# What the task asks:
Every record below, from the first line to the last, is to be set down again exactly.

# Task input:
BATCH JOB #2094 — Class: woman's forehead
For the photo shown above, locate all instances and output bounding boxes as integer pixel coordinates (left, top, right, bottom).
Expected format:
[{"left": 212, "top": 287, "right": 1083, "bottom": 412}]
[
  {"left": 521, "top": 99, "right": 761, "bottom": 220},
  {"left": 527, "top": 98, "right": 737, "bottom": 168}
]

# Written response:
BATCH JOB #2094 — Class: woman's forehead
For the photo shown above, locate all instances and output bounding boxes as integer pixel coordinates (left, top, right, bottom).
Expected format:
[{"left": 212, "top": 287, "right": 1083, "bottom": 412}]
[
  {"left": 521, "top": 99, "right": 761, "bottom": 220},
  {"left": 527, "top": 98, "right": 737, "bottom": 168}
]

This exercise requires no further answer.